The tasks:
1. In the wife jokes, what two things does the husband tell the doctor his wife is good at?
2. From the wife jokes, return the passage word for word, beginning at the words "I can't understand" and stopping after "wasn't a divorce.".

Selected excerpt:

All my wife ever does is moan.
I'm starting to think marrying a nymphomaniac wasn't such a great idea.

My wife always sucks in her stomach when she weighs herself.
She knows it makes no difference to her weight.
But its the only way she can see the numbers on the scales.

My wife is down in the dumps today.
Hopefully she'll get buried before anyone spots her.

My wife keeps begging me to buy her a nice new watch for her birthday.
I can't understand why she wants it, there's a clock on the oven already.

My wife really disappointed me this Christmas: she spent weeks getting me all excited, telling me that my present would be the best ever. She told me that it was something that I had been longing for, and that I would always remember, and that I would cherish it forever.
Just imagine my immense disappointment when I discovered that it wasn't a divorce.

A doctor examined a woman, took the husband aside, and said,
'I don't like the looks of your wife at all,'
'Me neither, Doc,' said the husband. 'But she's a great cook and really good with the kids.'

I had a wet dream about my wife the other day. She was drowning.

I was telling my buddy the other that I'm afraid to tell my wife I've broken my new year's resolution already and started smoking again.
"Aren't you worried about the big C word?" he asked.
"Not really," I said. "She's called me a lot worse names than that."

I really hurt my wife during sex last night...
I told her she's not as good as her sister.

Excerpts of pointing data
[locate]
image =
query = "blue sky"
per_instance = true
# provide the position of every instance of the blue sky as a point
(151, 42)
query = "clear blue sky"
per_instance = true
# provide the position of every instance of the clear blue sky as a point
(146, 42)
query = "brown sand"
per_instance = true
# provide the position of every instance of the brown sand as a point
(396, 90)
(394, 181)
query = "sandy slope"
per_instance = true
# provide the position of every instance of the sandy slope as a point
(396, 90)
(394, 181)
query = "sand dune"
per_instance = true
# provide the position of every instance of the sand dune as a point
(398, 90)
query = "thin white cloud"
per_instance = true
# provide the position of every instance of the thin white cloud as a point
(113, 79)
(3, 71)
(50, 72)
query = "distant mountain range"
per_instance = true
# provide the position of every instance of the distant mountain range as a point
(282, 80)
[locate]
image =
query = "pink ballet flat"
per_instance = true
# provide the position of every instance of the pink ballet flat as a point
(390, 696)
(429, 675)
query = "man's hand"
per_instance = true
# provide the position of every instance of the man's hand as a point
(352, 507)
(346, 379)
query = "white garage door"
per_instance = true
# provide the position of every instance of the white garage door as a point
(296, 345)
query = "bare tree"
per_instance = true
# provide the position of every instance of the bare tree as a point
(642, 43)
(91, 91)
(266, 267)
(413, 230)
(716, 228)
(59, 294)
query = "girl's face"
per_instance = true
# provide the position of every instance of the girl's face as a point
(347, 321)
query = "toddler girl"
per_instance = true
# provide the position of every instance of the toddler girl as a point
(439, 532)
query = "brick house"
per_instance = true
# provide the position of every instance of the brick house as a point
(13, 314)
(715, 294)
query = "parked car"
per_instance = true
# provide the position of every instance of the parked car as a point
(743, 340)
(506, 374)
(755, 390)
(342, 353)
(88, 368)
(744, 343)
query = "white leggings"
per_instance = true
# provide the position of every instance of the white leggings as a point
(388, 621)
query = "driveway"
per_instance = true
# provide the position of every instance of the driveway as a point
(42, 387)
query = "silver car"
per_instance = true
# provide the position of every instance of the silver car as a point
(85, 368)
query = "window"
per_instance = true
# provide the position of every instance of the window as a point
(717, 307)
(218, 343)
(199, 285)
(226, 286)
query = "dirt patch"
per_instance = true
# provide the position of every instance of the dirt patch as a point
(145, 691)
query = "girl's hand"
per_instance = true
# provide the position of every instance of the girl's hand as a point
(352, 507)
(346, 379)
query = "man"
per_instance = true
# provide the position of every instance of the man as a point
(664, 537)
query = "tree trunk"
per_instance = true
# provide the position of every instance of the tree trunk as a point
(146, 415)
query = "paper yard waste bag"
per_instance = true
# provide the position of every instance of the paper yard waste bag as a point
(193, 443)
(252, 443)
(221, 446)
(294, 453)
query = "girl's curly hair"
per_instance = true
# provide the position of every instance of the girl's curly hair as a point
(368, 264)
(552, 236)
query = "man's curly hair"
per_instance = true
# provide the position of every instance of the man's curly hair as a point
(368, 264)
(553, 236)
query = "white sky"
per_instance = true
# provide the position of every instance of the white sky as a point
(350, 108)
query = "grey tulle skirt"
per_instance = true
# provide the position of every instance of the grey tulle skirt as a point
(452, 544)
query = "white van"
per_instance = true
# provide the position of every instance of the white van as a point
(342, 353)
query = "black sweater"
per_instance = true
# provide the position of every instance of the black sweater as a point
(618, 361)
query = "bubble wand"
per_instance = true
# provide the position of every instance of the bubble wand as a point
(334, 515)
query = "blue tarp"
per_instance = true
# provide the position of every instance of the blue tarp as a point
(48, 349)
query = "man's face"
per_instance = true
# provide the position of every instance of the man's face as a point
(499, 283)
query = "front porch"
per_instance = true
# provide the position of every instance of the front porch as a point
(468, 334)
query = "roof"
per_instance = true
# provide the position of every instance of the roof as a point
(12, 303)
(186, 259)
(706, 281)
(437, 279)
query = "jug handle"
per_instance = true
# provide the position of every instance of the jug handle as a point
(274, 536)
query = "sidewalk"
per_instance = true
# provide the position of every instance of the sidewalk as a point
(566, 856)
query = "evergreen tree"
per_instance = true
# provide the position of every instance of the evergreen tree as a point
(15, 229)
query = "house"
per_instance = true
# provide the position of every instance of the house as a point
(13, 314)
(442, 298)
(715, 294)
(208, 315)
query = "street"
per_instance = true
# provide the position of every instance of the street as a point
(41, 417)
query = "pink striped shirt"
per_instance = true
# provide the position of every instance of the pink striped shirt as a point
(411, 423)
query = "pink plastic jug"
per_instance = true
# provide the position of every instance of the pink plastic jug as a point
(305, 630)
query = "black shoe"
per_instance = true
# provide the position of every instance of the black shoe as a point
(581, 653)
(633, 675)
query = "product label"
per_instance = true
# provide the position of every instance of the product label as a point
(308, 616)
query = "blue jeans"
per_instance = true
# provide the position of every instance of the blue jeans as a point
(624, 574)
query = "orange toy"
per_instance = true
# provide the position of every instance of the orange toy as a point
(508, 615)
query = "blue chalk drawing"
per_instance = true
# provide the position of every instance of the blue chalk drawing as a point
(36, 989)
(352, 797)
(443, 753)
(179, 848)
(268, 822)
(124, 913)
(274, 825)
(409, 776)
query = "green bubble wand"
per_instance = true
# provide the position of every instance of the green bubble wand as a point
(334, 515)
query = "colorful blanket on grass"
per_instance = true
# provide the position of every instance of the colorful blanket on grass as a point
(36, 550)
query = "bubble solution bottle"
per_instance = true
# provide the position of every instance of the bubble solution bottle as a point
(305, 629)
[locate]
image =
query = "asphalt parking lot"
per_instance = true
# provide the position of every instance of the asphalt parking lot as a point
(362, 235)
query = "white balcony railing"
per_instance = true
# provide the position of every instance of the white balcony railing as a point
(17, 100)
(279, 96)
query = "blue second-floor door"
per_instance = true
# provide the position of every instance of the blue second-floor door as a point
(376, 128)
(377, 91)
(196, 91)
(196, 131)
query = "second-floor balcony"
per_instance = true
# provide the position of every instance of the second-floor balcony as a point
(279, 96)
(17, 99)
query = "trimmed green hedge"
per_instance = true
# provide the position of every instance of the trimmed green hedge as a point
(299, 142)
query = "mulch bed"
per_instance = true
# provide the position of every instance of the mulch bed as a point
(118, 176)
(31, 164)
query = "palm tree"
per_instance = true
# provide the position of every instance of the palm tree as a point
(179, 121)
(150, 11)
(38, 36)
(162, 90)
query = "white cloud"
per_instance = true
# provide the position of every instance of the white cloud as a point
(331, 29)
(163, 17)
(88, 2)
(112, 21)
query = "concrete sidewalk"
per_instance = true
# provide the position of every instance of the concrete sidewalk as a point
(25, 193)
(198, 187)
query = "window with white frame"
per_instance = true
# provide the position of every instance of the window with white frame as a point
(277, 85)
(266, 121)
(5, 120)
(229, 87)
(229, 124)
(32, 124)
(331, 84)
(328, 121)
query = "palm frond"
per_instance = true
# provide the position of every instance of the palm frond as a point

Responses by task:
1. She's a great cook and really good with the kids.

2.
I can't understand why she wants it, there's a clock on the oven already.

My wife really disappointed me this Christmas: she spent weeks getting me all excited, telling me that my present would be the best ever. She told me that it was something that I had been longing for, and that I would always remember, and that I would cherish it forever.
Just imagine my immense disappointment when I discovered that it wasn't a divorce.